## Text excerpt
# American moving to NL



## avonlulu (Jul 22, 2012)

Hi,
I am moving from Seattle to the NL in October, I have a few questions that hopefully someone here can help with.

I will be working in Rotterdam, are there good places to live around there and what would rent look like for a one or two bedroom apt?

Is a salary of 73000 euros enough to support myself?

Should I bring my motorcycle and jeep from the us, and how hard is it to register a foreign car?

I am assuming thy the weather is similar to Seattle, but wouldn't mind thoughts on that as well

Thank you very much


----------



## Renee236 (Apr 16, 2012)

Hi! 

I don't know Rotterdam very well, so I can't help you on the neighborhoods. I like Delft a lot, it's a smaller, older more picturesque city.

Most Dutchies rent through the socialized sector which has a very long waiting list, all houses up to 664 euros a month fall in this category. Everything else is called free sector. The expat companies especially will charge you exorbitant amounts.
You could check out this website to give you an idea of normal prices: http://www.funda.nl/huur/rotterdam
Almost all places will allow dogs. 

I think you can import your own car without paying taxes if you're immigrating, this is the Dutch customs site: 
I am moving to the Netherlands and I want to import my removal goods tax-free into the Netherlands

If you choose to do this, realize gas is about $8 a gallon and parking in the cities hardly accommodates a jeep . Other than that, you could live quite comfortably on that salary; it's well above average. 

As for the weather; in the Bible 40 days of rain was called the flood, here it's called summer...

## What you need to do
Answer these questions using the forum thread about moving to the Netherlands.
(a) Which city is the first poster moving from?
(b) Up to what monthly rent do houses fall in the socialized sector?
(c) About how much does gas cost per gallon, according to the reply?

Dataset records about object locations
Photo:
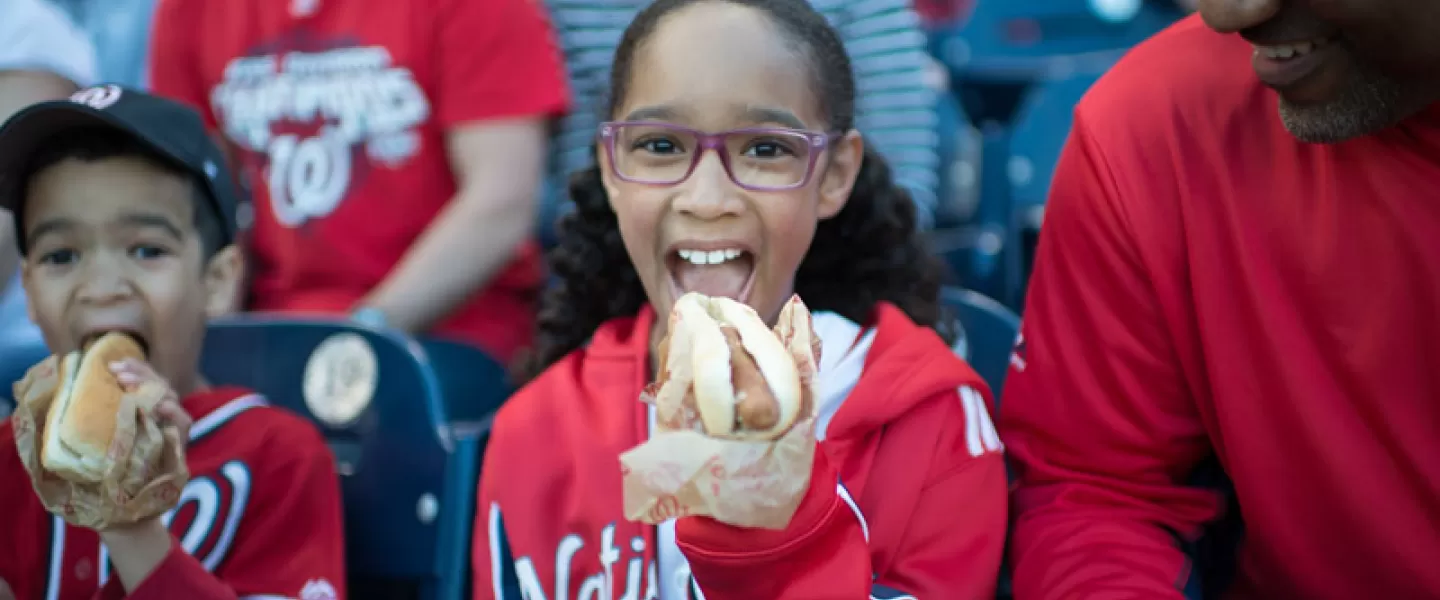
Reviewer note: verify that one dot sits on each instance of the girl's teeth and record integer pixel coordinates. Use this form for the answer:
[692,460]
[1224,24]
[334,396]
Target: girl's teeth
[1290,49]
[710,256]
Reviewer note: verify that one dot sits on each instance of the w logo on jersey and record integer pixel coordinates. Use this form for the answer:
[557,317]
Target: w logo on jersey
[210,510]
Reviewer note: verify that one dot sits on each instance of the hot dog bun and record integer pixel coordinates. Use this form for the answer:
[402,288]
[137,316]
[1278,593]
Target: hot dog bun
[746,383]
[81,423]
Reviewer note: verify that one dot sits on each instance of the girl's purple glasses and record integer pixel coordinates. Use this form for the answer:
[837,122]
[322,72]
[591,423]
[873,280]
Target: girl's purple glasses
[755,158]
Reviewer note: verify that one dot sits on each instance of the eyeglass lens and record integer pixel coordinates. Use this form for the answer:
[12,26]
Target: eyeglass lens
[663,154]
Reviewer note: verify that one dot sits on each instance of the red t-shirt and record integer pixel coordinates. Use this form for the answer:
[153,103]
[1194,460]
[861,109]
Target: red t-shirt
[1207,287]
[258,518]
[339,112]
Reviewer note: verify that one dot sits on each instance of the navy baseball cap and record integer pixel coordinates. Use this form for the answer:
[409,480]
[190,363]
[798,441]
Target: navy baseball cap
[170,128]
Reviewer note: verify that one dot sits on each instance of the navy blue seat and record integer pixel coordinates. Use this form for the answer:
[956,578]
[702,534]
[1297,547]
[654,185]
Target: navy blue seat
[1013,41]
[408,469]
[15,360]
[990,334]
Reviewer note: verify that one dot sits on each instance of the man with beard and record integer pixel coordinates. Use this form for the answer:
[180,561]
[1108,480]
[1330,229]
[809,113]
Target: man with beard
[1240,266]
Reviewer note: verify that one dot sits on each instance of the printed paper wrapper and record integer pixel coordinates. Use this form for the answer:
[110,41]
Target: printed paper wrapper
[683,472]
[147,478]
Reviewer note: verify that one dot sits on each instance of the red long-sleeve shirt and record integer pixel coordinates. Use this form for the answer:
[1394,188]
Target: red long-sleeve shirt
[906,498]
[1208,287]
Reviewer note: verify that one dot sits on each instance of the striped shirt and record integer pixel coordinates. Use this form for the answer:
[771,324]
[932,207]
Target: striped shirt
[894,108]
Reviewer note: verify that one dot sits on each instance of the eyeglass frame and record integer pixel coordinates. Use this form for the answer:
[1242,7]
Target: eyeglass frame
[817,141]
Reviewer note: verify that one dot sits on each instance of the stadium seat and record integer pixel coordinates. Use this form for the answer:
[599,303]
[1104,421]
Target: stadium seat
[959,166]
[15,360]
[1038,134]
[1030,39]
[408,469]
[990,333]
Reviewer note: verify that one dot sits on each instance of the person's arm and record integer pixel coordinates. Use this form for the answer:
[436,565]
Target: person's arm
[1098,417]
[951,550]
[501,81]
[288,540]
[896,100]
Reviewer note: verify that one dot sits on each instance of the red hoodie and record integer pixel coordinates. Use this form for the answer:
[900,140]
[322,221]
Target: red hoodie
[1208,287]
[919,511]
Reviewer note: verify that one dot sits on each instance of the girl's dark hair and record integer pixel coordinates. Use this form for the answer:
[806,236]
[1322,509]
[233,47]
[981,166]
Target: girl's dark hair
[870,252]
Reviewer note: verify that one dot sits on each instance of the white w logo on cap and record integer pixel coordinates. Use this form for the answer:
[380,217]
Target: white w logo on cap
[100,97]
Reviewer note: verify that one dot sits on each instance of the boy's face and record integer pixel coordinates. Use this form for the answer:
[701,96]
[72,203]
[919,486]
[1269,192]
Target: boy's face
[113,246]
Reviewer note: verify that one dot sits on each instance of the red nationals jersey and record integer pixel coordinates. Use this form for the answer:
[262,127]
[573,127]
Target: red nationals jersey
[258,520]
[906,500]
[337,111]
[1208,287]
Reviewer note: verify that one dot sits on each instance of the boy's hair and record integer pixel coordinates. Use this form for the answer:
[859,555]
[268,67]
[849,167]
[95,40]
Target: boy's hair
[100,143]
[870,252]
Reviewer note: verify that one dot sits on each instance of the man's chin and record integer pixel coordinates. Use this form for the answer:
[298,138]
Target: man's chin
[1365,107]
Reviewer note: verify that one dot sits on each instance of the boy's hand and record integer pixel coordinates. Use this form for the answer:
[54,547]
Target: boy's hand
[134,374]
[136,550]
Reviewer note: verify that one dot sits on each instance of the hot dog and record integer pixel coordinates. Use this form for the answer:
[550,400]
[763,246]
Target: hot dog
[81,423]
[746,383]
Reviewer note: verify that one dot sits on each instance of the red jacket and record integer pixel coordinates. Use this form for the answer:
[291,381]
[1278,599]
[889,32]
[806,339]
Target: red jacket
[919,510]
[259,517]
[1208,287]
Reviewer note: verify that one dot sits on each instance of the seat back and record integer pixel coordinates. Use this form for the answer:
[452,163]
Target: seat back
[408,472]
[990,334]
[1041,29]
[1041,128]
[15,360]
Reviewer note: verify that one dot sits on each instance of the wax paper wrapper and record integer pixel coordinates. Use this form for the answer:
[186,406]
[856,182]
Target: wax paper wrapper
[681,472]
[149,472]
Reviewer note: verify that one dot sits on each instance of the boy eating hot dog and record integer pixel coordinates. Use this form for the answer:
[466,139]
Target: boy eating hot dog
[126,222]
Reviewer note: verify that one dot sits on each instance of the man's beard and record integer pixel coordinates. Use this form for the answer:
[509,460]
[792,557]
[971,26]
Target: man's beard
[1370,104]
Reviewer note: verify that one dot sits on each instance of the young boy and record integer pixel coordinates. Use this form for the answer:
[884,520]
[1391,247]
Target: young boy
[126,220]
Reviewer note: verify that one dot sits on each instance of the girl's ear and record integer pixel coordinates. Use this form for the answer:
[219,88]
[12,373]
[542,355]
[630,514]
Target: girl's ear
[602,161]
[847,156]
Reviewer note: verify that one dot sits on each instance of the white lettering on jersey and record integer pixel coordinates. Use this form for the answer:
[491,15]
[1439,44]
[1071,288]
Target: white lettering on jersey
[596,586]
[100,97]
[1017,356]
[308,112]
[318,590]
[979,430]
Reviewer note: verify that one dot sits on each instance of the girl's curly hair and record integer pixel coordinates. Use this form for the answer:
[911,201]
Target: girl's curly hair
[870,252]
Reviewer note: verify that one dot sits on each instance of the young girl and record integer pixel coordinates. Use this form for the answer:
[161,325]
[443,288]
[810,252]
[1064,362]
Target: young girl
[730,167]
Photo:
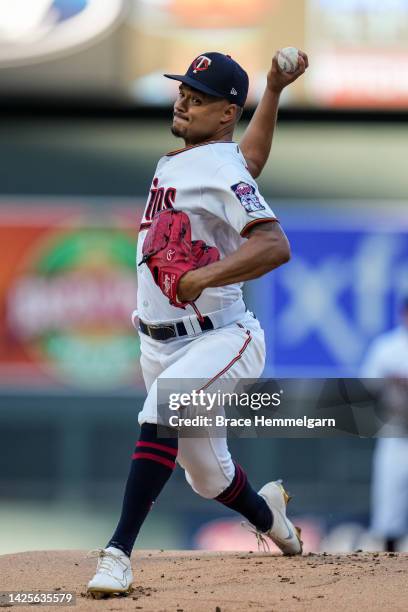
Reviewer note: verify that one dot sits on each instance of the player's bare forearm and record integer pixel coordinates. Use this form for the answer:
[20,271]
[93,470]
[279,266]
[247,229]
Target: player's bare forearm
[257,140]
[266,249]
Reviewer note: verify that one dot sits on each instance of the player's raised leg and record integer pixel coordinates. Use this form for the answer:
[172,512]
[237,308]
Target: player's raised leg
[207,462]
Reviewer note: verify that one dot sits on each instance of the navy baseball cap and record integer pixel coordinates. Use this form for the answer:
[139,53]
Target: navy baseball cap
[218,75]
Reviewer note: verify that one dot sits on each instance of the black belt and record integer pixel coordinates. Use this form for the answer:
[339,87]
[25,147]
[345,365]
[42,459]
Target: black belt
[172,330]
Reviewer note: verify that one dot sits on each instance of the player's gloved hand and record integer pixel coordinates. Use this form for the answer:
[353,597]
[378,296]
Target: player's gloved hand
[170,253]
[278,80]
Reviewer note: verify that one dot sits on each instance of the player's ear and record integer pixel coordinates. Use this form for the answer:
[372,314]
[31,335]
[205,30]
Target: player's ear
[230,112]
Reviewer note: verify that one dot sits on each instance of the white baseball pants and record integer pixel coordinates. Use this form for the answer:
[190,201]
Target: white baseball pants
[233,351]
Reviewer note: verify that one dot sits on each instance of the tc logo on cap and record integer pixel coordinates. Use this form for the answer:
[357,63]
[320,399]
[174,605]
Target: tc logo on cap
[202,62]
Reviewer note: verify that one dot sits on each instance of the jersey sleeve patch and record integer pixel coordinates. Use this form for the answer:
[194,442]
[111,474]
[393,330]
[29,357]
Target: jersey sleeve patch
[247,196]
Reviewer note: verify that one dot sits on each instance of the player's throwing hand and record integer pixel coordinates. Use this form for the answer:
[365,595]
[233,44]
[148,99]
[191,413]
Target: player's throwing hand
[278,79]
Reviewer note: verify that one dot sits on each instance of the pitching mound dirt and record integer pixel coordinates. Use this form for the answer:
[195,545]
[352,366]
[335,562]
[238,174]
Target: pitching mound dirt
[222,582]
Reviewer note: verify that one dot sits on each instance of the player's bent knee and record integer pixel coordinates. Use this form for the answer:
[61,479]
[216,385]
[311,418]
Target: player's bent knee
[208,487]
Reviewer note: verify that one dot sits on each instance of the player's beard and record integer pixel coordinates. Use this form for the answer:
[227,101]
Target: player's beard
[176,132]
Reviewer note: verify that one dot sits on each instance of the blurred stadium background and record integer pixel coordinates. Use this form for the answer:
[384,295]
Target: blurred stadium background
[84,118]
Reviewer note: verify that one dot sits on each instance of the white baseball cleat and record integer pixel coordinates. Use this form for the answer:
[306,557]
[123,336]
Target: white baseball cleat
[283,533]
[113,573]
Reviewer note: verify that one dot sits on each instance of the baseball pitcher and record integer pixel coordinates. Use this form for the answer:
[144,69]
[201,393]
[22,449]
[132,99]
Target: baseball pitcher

## Final answer
(a) Seattle
(b) 664 euros a month
(c) About $8 a gallon